(Reuters) – San Francisco Federal Reserve Bank President Mary Daly on Tuesday said the U.S. central bank will need to stick with easy policy during what’s likely to be a “protracted” recovery from the coronavirus crisis if it is to bring the economy back to full employment and reach its inflation goal.
“Hitting or exceeding 2 percent inflation for a few months does not mean victory,” Daly said in remarks prepared for delivery at a virtual Arizona State University luncheon. “To fully achieve the goal of price stability, we need to see a sustained period of moderately above-target inflation. Only then will the job be complete.”
Daly’s remarks underscore the Fed’s new way of doing business – rather than aim for a specific level of unemployment and raise interest rates to head off unwanted inflation before it arrives, the central bank now plans to keep rates low until inflation gets above, and stays above, its 2% target.
With COVID-19 cases surging, the Fed’s first priority will to be help bridge economic disruptions by keeping rates near zero and providing emergency lending when needed, she said.
But with several vaccines expected to be approved for emergency use in coming weeks, the Fed’s commitment to its new longer-term framework could be tested as soon as the middle of next year. At that point, the economy could surge back, pushing up prices at least temporarily, even as millions of Americans continue to struggle to find work.
“A full and true recovery from COVID-19 will most likely be protracted. And it will be tempting, as time passes, to think that monetary policy has done all that it can,” Daly said.
But, she said, “even when progress is gradual the central bank can, with commitment, bring inflation sustainably to target.”

### WORK ORDER:
Return the article on Daly's remarks word for word from "(Reuters) – San" up to and including "its inflation goal.".

### DATA FOR REVIEW:
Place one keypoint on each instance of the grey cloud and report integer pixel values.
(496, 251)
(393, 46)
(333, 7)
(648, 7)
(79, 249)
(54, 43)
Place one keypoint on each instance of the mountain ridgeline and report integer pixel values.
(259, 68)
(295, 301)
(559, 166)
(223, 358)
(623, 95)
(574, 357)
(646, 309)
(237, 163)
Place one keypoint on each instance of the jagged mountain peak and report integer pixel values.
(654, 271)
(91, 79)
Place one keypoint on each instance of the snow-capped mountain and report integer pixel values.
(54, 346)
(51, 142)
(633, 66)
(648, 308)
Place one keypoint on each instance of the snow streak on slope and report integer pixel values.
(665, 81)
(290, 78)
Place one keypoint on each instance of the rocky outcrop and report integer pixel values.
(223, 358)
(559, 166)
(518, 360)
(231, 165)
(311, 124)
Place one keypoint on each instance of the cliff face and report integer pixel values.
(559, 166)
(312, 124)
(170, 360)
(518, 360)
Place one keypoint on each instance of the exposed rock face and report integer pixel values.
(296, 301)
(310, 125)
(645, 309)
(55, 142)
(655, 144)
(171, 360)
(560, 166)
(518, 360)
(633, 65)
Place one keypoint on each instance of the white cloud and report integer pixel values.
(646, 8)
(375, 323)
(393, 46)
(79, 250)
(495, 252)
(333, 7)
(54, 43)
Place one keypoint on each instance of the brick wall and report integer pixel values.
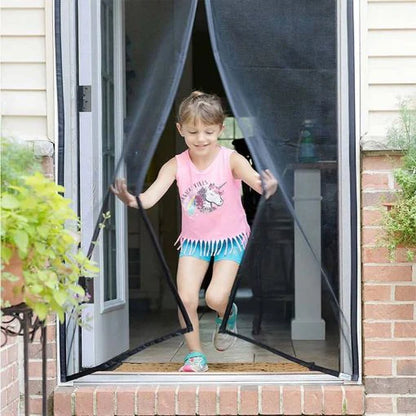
(233, 399)
(9, 374)
(389, 295)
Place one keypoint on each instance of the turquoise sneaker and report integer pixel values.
(224, 341)
(195, 362)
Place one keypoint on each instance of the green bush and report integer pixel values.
(38, 223)
(400, 220)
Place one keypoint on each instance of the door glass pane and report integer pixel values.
(108, 134)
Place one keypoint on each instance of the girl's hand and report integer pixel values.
(120, 191)
(269, 183)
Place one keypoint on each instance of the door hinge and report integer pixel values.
(84, 98)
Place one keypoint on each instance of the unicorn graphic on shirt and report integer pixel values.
(207, 198)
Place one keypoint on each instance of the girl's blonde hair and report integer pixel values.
(205, 107)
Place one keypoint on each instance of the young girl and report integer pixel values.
(214, 223)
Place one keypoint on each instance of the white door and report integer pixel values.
(101, 67)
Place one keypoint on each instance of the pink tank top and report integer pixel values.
(212, 212)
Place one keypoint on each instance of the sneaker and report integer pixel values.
(223, 341)
(195, 362)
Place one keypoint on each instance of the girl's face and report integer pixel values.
(200, 138)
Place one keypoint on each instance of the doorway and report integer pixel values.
(152, 308)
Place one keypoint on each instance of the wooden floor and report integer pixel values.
(274, 333)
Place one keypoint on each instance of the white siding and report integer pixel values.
(27, 69)
(388, 65)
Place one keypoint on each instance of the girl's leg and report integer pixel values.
(217, 297)
(191, 272)
(219, 289)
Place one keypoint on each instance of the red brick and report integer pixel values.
(374, 292)
(378, 367)
(371, 217)
(332, 400)
(406, 367)
(312, 400)
(186, 404)
(35, 368)
(166, 400)
(389, 348)
(146, 396)
(405, 329)
(374, 181)
(291, 400)
(375, 163)
(105, 400)
(35, 386)
(35, 405)
(377, 330)
(390, 312)
(249, 404)
(387, 273)
(228, 400)
(406, 405)
(354, 398)
(405, 293)
(377, 198)
(125, 400)
(84, 401)
(379, 404)
(270, 400)
(207, 399)
(11, 409)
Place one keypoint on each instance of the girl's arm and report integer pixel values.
(243, 170)
(151, 196)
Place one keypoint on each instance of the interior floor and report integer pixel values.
(277, 335)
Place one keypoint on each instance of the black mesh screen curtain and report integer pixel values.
(278, 64)
(162, 32)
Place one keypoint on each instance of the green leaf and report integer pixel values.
(9, 202)
(40, 309)
(21, 239)
(60, 297)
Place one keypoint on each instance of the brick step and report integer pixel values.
(128, 400)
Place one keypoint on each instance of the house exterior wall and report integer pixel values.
(388, 288)
(27, 113)
(387, 54)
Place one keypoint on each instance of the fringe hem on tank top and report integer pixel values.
(213, 247)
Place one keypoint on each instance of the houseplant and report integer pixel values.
(39, 230)
(400, 218)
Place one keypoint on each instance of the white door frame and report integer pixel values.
(103, 317)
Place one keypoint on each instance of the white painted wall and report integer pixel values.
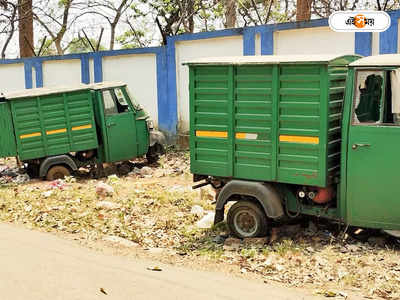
(375, 43)
(12, 77)
(139, 71)
(186, 50)
(320, 40)
(61, 72)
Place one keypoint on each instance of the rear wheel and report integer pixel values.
(57, 172)
(247, 220)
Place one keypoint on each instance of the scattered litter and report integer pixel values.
(207, 221)
(107, 205)
(104, 190)
(156, 250)
(145, 171)
(326, 293)
(219, 239)
(231, 244)
(57, 184)
(112, 178)
(21, 178)
(119, 240)
(197, 210)
(155, 268)
(47, 194)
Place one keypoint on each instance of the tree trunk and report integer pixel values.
(112, 36)
(230, 13)
(25, 26)
(303, 10)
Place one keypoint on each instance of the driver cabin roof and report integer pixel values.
(60, 89)
(378, 60)
(275, 59)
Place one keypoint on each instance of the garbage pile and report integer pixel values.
(12, 174)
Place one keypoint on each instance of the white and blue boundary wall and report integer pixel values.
(157, 77)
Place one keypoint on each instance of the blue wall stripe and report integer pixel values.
(249, 41)
(39, 73)
(363, 43)
(267, 42)
(85, 74)
(98, 67)
(28, 74)
(171, 110)
(167, 112)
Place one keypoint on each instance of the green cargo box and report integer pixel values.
(269, 118)
(50, 122)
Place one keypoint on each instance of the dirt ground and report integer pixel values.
(152, 212)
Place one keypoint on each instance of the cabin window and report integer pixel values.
(377, 98)
(368, 97)
(122, 104)
(110, 107)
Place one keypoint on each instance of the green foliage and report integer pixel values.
(80, 45)
(131, 39)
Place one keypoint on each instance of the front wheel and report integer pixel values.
(247, 220)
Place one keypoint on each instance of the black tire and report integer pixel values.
(32, 170)
(57, 172)
(152, 158)
(247, 220)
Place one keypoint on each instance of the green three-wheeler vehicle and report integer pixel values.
(284, 136)
(55, 131)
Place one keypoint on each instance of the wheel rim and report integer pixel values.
(59, 175)
(246, 223)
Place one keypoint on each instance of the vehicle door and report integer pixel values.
(120, 125)
(373, 165)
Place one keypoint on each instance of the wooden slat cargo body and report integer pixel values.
(268, 118)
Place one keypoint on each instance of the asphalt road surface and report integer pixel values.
(35, 265)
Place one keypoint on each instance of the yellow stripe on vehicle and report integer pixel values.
(25, 136)
(299, 139)
(247, 136)
(82, 127)
(62, 130)
(203, 133)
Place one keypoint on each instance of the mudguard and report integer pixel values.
(56, 160)
(265, 193)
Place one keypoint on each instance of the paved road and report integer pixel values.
(35, 265)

### WRITTEN ANSWER:
(Reuters) – San Francisco Federal Reserve Bank President Mary Daly on Tuesday said the U.S. central bank will need to stick with easy policy during what’s likely to be a “protracted” recovery from the coronavirus crisis if it is to bring the economy back to full employment and reach its inflation goal.